[Start Supplied material]

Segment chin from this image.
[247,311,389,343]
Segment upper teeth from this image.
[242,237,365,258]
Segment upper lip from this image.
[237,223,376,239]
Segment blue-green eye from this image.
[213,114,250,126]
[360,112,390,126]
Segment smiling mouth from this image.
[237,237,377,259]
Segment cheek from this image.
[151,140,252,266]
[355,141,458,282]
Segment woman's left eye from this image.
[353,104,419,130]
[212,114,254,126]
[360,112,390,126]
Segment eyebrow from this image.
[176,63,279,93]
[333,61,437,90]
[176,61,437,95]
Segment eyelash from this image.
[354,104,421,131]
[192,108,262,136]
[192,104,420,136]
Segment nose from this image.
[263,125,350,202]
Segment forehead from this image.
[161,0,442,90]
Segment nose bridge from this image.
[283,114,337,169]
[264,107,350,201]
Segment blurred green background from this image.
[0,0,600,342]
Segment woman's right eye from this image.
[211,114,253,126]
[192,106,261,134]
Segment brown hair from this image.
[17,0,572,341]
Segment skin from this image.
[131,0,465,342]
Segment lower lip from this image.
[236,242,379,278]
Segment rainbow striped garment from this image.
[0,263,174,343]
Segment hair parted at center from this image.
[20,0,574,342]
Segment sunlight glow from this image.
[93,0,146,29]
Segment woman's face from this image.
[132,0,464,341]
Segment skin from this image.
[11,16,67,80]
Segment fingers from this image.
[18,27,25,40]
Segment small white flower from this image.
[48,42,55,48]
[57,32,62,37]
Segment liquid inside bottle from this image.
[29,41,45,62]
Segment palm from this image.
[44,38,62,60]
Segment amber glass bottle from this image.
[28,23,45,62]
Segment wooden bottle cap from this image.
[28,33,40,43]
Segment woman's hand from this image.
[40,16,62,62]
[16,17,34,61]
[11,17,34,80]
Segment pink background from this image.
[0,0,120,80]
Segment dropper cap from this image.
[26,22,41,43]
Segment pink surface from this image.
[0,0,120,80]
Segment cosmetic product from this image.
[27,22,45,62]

[End Supplied material]

> _Problem description_
Rewrite the part of the records that opens with the line containing "Segment dropper cap from this image." and runs through the end of the records, keeping the requests, and shift every bounding-box coordinate in the answers up by 29.

> _Written response_
Segment dropper cap from this image.
[55,51,70,72]
Segment pink surface from this image.
[29,29,149,109]
Segment cosmetic product from this image.
[56,51,74,91]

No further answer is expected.